SET TASK ▸ Pull out every line in the items below that contains the word "summit", and copy each such line in full.

DATA LINES ▸
■ ■ ■ ■ ■ ■ ■

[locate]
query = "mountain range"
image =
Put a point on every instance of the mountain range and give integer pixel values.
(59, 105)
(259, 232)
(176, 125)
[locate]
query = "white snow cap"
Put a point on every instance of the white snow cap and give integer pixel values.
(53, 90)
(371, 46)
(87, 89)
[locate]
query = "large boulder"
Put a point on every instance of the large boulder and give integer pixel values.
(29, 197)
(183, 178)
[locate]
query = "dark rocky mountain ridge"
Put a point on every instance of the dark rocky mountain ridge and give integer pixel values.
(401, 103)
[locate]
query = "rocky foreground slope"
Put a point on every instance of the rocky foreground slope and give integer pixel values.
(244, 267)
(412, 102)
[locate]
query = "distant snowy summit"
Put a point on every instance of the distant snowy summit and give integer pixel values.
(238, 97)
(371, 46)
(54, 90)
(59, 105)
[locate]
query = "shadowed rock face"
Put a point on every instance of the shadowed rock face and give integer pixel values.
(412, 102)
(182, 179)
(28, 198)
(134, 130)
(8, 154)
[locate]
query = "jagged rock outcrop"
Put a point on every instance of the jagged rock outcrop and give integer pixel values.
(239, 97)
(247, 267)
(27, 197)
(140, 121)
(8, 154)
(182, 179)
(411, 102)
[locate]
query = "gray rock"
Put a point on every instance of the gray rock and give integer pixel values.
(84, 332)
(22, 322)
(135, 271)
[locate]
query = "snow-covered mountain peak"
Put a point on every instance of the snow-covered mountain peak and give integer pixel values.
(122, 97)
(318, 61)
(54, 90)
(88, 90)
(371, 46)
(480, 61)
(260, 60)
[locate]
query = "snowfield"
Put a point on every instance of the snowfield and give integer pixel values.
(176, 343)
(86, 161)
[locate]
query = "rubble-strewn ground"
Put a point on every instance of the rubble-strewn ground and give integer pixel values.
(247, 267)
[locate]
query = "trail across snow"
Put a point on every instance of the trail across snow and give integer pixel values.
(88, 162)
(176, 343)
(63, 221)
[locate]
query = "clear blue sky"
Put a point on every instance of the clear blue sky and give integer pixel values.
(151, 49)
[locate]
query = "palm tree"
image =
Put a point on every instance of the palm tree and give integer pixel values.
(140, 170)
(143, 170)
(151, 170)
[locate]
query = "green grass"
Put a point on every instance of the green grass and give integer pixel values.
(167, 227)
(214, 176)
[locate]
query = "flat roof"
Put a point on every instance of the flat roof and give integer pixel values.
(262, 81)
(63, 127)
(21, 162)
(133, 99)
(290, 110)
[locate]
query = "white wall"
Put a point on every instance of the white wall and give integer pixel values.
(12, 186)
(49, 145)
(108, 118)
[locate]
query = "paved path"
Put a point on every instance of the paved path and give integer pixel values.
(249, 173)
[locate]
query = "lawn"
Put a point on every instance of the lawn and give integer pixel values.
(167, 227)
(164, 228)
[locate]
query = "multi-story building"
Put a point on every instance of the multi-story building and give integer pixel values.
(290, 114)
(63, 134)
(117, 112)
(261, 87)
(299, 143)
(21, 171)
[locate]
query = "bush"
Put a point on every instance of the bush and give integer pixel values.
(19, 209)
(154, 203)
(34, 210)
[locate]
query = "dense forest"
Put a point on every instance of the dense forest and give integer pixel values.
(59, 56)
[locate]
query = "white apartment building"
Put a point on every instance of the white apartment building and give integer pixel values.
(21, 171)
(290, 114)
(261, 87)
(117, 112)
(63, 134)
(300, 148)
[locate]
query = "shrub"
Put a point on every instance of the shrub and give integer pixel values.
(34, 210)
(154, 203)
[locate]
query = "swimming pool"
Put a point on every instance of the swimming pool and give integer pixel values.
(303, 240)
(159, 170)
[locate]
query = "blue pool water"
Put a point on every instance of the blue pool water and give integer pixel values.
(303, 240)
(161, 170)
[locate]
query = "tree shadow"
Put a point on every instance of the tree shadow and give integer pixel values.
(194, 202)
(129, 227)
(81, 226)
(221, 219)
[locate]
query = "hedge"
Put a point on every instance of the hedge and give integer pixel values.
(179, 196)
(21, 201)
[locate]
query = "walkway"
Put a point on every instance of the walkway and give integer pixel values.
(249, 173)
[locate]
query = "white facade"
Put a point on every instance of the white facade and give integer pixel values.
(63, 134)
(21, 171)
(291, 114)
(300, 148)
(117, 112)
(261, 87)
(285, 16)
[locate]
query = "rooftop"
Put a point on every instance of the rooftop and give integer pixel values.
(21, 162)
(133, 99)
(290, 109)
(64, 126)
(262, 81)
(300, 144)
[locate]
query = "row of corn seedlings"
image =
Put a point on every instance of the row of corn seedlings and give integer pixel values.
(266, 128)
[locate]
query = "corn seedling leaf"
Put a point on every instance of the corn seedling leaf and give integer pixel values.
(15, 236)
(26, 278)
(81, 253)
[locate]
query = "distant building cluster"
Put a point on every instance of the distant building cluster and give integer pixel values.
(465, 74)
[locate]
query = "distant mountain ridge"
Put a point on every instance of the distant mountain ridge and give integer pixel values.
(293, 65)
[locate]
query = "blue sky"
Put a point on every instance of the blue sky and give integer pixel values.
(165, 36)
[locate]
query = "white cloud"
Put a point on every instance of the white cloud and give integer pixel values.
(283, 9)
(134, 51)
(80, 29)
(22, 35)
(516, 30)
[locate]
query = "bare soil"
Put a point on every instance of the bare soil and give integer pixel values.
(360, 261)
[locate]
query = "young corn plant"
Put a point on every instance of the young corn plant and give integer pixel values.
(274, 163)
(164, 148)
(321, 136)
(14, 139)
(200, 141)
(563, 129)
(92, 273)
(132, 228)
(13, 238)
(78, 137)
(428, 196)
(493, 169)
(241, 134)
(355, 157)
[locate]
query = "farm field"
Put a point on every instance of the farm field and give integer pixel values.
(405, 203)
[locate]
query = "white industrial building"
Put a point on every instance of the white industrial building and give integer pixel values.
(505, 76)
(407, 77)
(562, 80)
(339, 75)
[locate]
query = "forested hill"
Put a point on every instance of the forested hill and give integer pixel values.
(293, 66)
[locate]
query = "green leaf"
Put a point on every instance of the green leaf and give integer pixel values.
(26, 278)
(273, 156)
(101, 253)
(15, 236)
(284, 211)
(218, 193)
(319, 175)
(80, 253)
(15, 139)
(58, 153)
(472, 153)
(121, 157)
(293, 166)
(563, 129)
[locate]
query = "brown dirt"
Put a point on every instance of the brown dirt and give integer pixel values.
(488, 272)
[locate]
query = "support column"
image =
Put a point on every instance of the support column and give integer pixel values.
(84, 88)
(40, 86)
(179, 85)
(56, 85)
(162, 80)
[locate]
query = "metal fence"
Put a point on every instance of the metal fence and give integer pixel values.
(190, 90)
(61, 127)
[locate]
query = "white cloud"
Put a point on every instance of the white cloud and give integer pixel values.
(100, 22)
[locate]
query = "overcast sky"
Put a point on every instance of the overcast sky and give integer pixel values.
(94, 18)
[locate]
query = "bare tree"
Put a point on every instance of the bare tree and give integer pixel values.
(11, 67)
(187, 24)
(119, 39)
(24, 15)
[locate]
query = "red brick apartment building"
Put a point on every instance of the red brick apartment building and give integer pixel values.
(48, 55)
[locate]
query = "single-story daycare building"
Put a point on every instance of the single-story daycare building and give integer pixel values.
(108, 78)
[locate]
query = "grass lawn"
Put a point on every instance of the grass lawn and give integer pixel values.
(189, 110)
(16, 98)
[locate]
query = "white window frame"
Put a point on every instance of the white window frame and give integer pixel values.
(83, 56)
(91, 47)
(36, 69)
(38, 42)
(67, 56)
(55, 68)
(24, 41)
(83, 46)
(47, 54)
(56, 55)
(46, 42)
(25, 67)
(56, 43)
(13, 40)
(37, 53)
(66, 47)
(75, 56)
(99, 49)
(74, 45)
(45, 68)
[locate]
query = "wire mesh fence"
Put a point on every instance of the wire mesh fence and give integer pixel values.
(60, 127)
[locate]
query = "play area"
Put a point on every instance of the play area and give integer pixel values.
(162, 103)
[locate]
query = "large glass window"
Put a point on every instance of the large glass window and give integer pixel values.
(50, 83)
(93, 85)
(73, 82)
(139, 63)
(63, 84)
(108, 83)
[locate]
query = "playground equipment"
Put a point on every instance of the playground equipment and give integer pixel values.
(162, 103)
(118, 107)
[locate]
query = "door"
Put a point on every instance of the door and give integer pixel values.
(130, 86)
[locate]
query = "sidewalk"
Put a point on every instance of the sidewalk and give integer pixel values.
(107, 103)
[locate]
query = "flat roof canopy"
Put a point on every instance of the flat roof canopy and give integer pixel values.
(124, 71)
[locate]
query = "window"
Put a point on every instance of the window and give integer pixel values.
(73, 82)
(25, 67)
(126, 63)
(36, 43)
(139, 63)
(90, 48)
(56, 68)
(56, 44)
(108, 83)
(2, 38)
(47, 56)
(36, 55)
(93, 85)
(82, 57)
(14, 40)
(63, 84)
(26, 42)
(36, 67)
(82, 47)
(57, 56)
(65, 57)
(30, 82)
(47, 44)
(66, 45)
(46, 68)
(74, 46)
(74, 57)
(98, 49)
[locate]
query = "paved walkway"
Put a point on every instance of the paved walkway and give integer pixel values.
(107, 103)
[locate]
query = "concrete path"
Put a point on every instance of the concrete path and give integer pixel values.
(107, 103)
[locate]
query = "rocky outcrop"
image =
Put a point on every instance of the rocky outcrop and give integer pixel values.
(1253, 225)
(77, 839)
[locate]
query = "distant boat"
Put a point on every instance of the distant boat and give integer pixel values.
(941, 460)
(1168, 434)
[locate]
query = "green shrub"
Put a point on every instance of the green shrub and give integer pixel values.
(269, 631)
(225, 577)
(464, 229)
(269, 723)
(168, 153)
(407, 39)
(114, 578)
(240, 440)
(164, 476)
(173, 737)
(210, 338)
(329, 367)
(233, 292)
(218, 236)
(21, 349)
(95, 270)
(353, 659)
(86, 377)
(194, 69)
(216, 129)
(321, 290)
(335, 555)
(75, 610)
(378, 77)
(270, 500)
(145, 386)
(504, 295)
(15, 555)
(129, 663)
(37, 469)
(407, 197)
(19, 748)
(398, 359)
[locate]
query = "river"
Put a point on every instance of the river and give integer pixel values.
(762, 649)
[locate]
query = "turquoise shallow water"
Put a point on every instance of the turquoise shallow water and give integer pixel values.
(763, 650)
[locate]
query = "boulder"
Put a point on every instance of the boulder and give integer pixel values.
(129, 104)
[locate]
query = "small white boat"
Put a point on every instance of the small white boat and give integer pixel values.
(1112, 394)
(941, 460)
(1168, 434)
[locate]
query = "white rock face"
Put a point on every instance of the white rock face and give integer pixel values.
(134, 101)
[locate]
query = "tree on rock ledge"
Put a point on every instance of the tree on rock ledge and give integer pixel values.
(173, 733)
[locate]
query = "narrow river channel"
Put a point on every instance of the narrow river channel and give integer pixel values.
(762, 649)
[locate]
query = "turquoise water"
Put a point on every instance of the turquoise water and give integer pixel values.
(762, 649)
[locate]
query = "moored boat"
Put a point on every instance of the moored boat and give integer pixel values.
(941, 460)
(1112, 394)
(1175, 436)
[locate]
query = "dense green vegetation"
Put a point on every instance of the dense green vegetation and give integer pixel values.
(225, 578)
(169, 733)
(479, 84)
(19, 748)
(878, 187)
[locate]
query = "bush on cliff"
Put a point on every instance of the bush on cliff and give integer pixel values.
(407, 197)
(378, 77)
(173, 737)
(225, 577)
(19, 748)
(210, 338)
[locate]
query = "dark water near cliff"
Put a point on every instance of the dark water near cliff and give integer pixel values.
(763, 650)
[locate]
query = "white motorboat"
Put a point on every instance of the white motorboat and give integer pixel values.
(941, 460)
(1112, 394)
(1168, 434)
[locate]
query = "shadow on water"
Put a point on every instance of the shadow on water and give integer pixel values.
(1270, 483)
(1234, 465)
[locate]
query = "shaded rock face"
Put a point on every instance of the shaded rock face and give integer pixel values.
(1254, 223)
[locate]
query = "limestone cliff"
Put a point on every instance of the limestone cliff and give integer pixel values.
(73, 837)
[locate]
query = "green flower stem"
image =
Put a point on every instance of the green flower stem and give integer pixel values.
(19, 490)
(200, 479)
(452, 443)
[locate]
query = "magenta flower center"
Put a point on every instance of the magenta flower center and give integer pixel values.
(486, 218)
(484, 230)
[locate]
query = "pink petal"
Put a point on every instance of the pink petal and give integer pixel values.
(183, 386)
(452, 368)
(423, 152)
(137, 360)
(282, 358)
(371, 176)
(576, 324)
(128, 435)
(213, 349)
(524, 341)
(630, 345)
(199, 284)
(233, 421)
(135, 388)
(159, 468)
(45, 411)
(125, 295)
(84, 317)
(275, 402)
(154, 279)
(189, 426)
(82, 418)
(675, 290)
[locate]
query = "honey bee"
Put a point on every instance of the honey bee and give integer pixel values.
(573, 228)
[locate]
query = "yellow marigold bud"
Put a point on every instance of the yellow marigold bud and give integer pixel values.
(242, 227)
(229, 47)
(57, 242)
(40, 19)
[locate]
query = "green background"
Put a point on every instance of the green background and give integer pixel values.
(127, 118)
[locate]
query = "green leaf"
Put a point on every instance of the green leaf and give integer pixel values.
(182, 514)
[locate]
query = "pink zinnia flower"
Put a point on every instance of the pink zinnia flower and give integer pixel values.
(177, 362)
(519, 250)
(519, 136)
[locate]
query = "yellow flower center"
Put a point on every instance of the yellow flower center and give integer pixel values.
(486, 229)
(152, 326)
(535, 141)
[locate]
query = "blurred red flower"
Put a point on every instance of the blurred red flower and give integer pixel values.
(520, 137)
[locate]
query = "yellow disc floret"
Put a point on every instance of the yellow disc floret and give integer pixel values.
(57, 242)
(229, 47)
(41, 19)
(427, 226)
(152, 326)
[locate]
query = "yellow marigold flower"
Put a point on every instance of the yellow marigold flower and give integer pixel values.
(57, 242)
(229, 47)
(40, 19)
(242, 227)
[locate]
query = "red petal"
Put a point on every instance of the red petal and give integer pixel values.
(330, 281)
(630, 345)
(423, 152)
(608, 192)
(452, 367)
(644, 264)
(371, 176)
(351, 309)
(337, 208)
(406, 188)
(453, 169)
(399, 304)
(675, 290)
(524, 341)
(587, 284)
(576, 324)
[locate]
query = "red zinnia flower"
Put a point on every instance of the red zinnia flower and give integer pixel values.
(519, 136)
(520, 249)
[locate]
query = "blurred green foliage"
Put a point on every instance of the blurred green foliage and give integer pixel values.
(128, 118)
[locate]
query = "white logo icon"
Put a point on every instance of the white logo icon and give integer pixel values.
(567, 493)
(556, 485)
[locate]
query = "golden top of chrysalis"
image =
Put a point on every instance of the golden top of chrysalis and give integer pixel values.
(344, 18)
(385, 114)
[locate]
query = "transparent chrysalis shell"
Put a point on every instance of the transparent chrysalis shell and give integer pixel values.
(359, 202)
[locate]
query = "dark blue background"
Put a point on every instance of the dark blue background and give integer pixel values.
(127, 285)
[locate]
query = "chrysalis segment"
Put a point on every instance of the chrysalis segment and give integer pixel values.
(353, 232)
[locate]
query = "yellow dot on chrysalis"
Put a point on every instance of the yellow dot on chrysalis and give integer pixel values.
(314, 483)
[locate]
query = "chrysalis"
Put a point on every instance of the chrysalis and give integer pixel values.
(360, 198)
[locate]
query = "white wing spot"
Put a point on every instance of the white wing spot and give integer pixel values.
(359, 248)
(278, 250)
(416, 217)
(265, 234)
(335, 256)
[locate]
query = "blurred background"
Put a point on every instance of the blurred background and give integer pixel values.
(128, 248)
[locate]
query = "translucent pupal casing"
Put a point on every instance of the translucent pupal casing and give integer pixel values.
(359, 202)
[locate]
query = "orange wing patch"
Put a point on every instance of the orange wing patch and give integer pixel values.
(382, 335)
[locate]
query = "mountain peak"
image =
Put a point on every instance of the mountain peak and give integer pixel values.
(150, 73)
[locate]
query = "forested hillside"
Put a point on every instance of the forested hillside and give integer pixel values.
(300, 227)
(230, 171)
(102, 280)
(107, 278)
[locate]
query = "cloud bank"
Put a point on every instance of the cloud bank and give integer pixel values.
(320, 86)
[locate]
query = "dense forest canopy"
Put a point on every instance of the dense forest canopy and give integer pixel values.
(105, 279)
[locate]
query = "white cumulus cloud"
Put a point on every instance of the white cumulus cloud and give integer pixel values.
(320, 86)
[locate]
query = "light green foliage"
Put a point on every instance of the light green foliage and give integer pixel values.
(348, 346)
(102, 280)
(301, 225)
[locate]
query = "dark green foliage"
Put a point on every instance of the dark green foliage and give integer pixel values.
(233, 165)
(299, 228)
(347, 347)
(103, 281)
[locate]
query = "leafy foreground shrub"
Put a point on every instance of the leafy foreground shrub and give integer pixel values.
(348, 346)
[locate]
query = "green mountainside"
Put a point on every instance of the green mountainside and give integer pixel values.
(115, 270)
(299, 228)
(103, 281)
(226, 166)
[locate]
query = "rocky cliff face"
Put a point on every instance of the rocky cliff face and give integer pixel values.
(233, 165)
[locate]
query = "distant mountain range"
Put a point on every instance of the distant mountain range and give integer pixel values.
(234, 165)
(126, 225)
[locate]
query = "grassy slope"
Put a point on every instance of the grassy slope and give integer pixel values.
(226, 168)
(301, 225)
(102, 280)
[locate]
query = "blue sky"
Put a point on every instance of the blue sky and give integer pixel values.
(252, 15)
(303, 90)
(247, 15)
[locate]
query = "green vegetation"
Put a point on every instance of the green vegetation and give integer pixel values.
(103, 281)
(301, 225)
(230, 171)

■ ■ ■ ■ ■ ■ ■

FINISHED TASK ▸
query = "distant snowy summit"
Put a point on every instance of the distant snowy summit and give integer pixel values.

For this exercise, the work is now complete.